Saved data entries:
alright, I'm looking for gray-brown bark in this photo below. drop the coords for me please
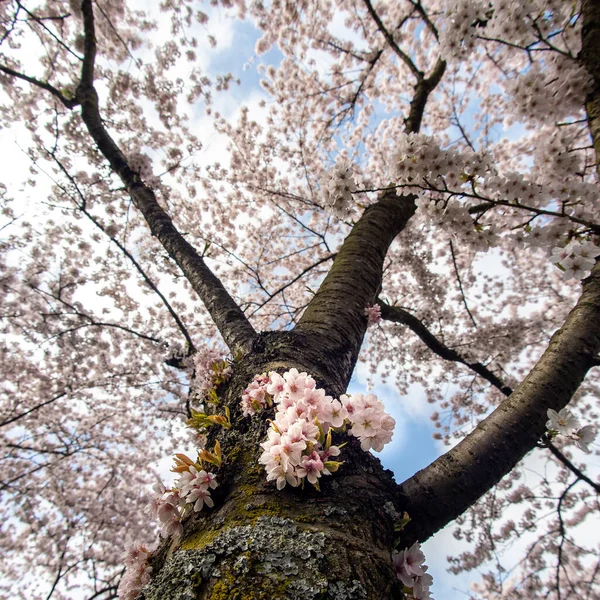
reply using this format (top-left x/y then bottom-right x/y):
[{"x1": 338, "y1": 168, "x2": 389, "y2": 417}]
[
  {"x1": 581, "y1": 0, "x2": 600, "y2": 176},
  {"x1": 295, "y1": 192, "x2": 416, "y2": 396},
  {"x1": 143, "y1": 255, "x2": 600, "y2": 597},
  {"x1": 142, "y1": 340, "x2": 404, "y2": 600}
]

* * *

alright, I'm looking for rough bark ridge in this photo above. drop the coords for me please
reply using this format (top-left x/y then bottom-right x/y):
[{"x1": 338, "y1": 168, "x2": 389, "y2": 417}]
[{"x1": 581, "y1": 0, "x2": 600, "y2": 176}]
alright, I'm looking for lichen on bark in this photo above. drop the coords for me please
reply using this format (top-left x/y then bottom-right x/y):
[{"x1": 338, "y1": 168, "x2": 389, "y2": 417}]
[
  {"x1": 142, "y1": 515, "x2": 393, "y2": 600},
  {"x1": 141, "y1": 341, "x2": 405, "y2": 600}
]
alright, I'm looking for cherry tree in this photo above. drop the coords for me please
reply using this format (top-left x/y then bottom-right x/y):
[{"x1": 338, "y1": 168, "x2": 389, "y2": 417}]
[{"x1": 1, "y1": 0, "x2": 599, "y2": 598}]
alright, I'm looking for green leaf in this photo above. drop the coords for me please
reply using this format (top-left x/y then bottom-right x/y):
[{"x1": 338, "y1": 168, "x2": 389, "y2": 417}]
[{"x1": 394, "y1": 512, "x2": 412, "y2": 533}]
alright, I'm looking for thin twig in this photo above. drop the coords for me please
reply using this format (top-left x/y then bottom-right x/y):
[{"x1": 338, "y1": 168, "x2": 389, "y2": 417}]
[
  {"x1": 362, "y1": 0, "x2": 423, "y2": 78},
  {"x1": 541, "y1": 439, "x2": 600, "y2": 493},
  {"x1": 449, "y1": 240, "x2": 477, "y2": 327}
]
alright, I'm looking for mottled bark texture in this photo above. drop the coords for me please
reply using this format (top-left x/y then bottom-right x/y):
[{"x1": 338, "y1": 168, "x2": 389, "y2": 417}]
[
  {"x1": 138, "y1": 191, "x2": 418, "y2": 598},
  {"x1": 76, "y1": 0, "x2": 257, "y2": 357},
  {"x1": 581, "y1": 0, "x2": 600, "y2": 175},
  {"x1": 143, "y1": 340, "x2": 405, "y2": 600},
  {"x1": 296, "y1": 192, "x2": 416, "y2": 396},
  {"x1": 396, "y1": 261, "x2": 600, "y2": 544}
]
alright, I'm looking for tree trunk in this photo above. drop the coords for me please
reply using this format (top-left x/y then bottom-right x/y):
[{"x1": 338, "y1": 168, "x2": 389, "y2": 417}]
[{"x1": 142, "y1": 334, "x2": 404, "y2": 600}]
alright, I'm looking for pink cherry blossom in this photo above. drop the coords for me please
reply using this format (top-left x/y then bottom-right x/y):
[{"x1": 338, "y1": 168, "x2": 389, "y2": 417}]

---

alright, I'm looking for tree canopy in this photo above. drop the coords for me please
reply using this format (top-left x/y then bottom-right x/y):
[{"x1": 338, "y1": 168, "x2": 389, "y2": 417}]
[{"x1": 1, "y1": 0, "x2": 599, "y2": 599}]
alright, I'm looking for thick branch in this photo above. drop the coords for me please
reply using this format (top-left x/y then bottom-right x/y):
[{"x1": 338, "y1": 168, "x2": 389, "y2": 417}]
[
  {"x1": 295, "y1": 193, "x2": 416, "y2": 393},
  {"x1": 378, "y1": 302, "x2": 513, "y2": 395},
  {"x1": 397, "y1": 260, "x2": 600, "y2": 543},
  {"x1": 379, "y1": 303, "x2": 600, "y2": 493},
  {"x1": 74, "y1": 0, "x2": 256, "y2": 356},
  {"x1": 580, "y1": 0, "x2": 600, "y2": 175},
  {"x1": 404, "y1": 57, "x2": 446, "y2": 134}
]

**REQUIRED WORK:** The word is "looking". Copy every line above where it appears.

**WRITTEN ANSWER:**
alright, I'm looking for gray-brown bark in this photo below. drop the coords for me please
alright, I'm looking for rough bark ridge in this photo above. drop the coords for me please
alright, I'm looking for lichen on bark in this photo above. drop the coords for me please
alright, I'm looking for cherry tree in this photo above. drop the coords for me please
alright, I'm looking for green leaf in this photo above. drop the coords for me please
alright, I'm looking for thin twig in this photo above. drop the coords for me please
alright, I'm looking for mottled bark texture in this photo above. drop the coords for me please
alright, I'm looking for tree trunk in this photo above. drop the coords for me please
alright, I'm looking for pink cherry blossom in this photo above. drop the coords for me please
alright, I'm looking for tree canopy in this photo above. drop the coords for me please
alright, I'm looking for thick branch in this photo above. drop the coords for me please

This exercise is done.